▶ **Quoted passage**:
[start]

James M. Dennis, Esquire, Wayne R. Glaubinger, Esquire, (Argued), Olga Sekulic, Esquire, Mound, Cotton, Wollan & Greengrass, New York, NY, Lawrence Nathanson, Esquire, Siegal & Park, Mt. Laurel, NJ, for Appellee/Cross Appellant Insurance Company of North America.

Before: AMBRO, ROTH and ALARCÓN *, Circuit Judges.

OPINION OF THE COURT

AMBRO, Circuit Judge.

This is a dispute over reinsurance coverage. In 1998, Travelers Casualty and Surety Co. (Travelers) reached a $137 million settlement with its insured, Acme Corporation (“Acme”).1 Travelers then proceeded to allocate those $137 million dollars among three tiers of insurance coverage, only the highest of which-the so-called “excess” layer-included policies reinsured by Ace America Reinsurance Company and Insurance Company of North America (collectively, INA). When Travelers billed INA $13,762,395 based on its allocation, INA refused to pay, and Travelers sued to recover in the Eastern District of Pennsylvania.

At issue before the District Court was whether Travelers manipulated its post-settlement allocation so as to maximize the amount allocated to policies reinsured by INA, thus excusing INA from its normal duty as a reinsurer to “follow” all coverage decisions made by its reinsured. The District Court held two bench trials, each addressing a different aspect of Travelers' allocation, and ultimately reached what was, in effect, a split decision. The Court ruled, following the first bench trial, that Travelers had not manipulated its allocation of the settlement dollars so as to allow it to reach the excess layer of coverage (and thus tap into its reinsurance). But the Court also ruled after the second bench trial that, once Travelers reached the highest tier of coverage, it allocated more to certain policies reinsured by INA than was reasonably allowed by their policy limits. The result of those two verdicts was to leave INA responsible for only $8,226,817 of the loss initially allocated to it.

[end]

▶ **Record set**:
[start]

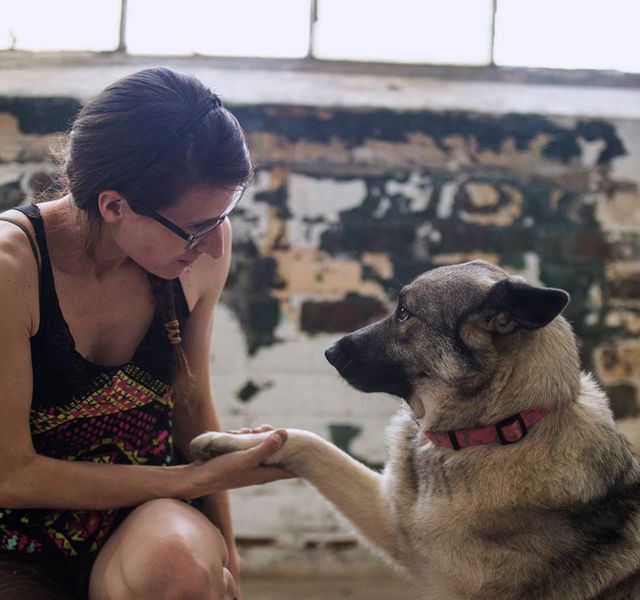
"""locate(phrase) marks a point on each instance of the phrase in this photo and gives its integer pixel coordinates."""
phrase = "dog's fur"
(554, 516)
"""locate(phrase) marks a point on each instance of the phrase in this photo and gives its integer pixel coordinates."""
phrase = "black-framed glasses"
(193, 239)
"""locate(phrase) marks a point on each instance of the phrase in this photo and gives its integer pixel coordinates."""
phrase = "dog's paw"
(214, 443)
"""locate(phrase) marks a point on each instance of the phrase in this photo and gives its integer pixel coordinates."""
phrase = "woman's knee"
(166, 550)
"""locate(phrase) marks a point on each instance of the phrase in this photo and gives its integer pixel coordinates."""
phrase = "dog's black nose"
(331, 354)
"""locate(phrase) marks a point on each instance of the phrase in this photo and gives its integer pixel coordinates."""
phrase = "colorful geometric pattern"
(126, 418)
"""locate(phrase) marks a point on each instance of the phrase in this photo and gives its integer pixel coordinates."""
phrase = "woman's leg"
(164, 550)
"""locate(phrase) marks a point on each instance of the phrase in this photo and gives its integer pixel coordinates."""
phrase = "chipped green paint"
(343, 435)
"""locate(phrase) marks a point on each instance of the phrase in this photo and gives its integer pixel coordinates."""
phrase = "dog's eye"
(402, 314)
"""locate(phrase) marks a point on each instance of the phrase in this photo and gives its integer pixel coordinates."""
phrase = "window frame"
(309, 64)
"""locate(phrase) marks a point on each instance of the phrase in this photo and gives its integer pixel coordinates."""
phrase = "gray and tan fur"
(554, 516)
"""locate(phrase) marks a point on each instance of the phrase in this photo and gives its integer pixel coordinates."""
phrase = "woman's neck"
(80, 248)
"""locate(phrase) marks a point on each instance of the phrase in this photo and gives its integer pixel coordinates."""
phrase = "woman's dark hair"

[end]

▶ **Work to do**:
(1) Transcribe the stretch of the reinsurance opinion from "James M. Dennis, Esquire, Wayne" through "AMBRO, Circuit Judge.".
(2) Name every attorney the reinsurance opinion lists as counsel for Insurance Company of North America.

▶ **Responses per task**:
(1)
James M. Dennis, Esquire, Wayne R. Glaubinger, Esquire, (Argued), Olga Sekulic, Esquire, Mound, Cotton, Wollan & Greengrass, New York, NY, Lawrence Nathanson, Esquire, Siegal & Park, Mt. Laurel, NJ, for Appellee/Cross Appellant Insurance Company of North America.

Before: AMBRO, ROTH and ALARCÓN *, Circuit Judges.

OPINION OF THE COURT

AMBRO, Circuit Judge.

(2)
James M. Dennis
Wayne R. Glaubinger
Olga Sekulic
Lawrence Nathanson